Exercise input |

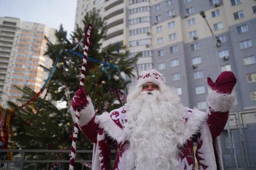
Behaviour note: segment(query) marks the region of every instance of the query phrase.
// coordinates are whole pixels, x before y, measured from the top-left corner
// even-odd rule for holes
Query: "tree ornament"
[[[105,85],[105,84],[106,84],[106,82],[105,82],[105,80],[102,80],[102,81],[101,82],[101,83],[102,83],[102,85]]]
[[[119,79],[119,77],[117,75],[114,75],[113,78],[114,79],[114,80],[115,80],[116,81],[118,80]]]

Problem requirements | Extract every line above that contains the word "pixels", treating uppercase and lowercase letters as different.

Answer to this task |
// coordinates are whole pixels, x before y, measured from the top-left corner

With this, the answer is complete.